(RECORD EXTRACTS)
◇ ◇ ◇
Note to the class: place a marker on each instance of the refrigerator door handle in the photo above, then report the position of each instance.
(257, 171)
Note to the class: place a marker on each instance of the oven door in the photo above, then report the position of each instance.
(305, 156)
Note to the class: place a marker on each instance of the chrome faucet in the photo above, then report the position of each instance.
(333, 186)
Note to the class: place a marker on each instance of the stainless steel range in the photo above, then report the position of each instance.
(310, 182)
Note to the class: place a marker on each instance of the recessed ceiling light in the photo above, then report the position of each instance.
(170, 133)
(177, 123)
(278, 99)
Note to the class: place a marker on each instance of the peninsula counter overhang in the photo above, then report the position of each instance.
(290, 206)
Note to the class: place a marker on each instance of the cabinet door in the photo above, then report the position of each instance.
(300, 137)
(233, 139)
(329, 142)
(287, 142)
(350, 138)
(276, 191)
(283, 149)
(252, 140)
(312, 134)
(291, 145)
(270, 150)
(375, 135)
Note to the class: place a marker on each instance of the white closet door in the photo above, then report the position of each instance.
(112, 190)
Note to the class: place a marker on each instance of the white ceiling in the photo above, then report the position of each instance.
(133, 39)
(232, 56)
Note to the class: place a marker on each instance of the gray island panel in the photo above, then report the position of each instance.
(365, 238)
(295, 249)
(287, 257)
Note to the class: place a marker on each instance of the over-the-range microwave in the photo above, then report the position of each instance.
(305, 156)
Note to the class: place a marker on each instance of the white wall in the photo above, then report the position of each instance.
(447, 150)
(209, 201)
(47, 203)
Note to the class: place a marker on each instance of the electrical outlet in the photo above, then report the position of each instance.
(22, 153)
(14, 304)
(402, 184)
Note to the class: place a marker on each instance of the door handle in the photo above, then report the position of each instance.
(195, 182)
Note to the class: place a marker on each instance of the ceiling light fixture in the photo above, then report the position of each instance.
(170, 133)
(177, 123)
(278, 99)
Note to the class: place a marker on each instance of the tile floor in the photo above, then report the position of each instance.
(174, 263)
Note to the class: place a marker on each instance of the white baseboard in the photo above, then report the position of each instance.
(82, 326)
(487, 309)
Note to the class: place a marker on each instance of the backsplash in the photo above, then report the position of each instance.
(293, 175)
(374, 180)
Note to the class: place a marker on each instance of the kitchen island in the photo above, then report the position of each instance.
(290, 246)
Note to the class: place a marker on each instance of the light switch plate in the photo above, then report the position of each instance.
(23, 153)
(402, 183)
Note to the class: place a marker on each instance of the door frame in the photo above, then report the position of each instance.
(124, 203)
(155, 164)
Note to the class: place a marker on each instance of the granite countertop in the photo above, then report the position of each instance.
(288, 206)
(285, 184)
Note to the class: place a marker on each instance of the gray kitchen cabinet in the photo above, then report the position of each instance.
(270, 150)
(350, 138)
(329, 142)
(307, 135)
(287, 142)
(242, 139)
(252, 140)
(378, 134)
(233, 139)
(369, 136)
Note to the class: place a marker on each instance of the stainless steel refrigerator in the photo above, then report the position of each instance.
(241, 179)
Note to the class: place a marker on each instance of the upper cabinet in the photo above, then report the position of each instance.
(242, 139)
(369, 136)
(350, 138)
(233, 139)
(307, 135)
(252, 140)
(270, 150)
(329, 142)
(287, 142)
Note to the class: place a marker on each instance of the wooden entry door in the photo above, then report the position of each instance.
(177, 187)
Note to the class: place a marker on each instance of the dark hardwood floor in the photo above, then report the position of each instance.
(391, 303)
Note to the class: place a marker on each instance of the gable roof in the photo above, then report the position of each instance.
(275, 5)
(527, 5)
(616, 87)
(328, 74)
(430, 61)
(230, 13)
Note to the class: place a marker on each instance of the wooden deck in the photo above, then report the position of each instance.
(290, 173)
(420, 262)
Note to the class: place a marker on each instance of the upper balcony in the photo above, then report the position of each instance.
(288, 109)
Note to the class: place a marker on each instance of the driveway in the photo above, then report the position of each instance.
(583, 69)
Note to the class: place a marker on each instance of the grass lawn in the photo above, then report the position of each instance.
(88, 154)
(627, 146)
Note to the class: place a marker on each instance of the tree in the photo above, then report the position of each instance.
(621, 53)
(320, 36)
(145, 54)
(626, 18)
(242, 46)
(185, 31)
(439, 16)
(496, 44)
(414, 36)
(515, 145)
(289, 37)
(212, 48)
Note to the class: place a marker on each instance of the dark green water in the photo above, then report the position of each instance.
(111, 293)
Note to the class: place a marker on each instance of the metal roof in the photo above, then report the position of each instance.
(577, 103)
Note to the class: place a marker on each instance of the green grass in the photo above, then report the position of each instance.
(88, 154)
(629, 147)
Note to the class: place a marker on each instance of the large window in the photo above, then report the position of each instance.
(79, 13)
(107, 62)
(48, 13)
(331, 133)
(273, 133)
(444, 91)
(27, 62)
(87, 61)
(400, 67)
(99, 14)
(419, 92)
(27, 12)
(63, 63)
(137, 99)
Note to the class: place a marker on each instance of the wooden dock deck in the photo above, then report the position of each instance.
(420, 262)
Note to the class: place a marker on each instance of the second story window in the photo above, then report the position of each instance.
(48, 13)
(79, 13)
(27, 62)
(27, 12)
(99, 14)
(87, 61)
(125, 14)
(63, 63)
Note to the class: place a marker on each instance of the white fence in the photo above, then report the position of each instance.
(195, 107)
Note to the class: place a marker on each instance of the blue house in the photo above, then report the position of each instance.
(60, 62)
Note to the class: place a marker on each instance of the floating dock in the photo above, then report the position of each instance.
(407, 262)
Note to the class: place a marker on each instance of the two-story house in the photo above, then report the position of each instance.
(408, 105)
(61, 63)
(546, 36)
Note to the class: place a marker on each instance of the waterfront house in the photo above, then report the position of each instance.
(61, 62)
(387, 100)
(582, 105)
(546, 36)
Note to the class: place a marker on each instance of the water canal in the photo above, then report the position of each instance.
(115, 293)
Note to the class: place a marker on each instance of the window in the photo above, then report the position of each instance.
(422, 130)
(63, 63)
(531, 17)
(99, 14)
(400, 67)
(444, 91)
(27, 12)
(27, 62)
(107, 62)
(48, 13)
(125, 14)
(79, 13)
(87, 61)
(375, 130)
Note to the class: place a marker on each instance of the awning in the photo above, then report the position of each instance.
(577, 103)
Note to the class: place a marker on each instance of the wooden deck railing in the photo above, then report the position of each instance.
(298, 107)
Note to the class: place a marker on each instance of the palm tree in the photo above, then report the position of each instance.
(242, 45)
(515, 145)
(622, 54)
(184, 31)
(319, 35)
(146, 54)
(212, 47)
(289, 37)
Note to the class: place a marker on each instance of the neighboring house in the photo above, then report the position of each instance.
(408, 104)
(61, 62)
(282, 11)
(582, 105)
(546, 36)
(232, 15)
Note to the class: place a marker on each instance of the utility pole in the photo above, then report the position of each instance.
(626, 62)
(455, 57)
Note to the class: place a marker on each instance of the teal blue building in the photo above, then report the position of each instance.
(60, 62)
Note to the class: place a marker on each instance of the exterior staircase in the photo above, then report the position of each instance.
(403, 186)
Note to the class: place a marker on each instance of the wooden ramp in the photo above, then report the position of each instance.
◇ ◇ ◇
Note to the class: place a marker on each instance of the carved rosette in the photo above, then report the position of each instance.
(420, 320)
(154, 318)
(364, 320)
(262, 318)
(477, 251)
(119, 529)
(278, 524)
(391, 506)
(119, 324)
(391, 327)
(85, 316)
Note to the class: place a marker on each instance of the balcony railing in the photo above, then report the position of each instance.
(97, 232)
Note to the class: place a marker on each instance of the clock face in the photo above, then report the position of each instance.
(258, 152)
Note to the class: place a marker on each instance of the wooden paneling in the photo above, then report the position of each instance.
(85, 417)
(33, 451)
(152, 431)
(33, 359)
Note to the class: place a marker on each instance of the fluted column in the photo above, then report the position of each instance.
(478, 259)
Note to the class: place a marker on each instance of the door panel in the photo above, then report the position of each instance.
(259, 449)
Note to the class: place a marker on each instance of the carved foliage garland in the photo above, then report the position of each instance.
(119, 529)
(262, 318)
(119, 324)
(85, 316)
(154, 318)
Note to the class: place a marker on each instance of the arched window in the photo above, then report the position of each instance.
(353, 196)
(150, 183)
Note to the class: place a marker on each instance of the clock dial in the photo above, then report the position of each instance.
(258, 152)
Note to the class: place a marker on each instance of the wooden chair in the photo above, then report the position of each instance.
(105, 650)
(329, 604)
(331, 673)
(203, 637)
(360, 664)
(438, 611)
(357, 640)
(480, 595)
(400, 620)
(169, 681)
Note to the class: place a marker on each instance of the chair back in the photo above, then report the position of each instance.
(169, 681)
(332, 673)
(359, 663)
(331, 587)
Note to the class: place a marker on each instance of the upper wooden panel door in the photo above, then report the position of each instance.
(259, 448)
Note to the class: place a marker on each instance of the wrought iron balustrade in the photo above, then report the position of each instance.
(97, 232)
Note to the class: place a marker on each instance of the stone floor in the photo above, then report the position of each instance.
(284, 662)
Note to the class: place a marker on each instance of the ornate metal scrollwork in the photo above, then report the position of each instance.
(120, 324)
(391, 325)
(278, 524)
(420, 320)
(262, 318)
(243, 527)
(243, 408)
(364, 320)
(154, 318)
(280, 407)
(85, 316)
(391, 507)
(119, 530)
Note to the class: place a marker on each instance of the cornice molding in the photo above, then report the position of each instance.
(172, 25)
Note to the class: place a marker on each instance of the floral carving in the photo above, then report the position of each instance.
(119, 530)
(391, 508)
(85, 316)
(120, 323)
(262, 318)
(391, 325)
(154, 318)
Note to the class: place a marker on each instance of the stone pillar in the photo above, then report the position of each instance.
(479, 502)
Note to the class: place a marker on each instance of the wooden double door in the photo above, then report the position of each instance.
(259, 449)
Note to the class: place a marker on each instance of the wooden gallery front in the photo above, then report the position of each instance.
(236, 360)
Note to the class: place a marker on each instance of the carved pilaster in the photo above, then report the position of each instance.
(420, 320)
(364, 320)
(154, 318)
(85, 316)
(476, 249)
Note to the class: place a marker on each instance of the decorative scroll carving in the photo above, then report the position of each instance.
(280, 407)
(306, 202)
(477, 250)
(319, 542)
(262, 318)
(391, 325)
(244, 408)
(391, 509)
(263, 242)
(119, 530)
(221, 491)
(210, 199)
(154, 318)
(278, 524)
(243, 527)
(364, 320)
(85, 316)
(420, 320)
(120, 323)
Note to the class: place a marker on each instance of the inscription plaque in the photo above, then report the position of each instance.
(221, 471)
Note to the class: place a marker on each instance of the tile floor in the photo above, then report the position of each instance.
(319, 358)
◇ ◇ ◇
(PROBLEM STATEMENT)
Copy the lines from the one containing "of the waterfront" up to and including the one containing "the wooden ramp", reproducing each line without alteration.

(TASK SOLUTION)
Note to the class: place a marker on each instance of the waterfront house in the photo above, then report the position of each instance.
(61, 62)
(387, 100)
(582, 105)
(546, 36)
Note to the class: place a marker on each instance of the water canal in the photo above, then report the position of each instance.
(115, 293)
Note to the class: place a marker on each instance of the window in the photo above, then report the position of each instance.
(422, 130)
(63, 63)
(531, 17)
(99, 14)
(400, 67)
(444, 91)
(27, 12)
(27, 62)
(107, 62)
(48, 13)
(125, 14)
(79, 13)
(87, 61)
(375, 130)
Note to the class: place a marker on each instance of the awning in the photo above, then report the position of each instance.
(577, 103)
Note to the class: place a marker on each instance of the wooden deck railing in the photo above, then report the position of each instance.
(298, 107)
Note to the class: place a marker on each instance of the palm tree in the photo above, then report the position of each instance.
(242, 45)
(515, 145)
(622, 54)
(184, 31)
(319, 35)
(146, 54)
(212, 47)
(289, 37)
Note to the class: place a marker on each instance of the neighboring house in the photo above, then report the position of each instance.
(408, 104)
(61, 62)
(282, 11)
(582, 105)
(546, 36)
(232, 15)
Note to the class: place a marker on each instance of the utility pole in the photo above, then report the position of each instance.
(626, 62)
(455, 57)
Note to the class: place a marker on each instance of the teal blue building in the photo above, then report the position of each instance.
(60, 62)
Note to the class: place a marker on each instance of the exterior staircase in the photo above, then report the position of each instance.
(403, 186)
Note to the class: place a marker on each instance of the wooden ramp in the photo above, then report the position of each instance.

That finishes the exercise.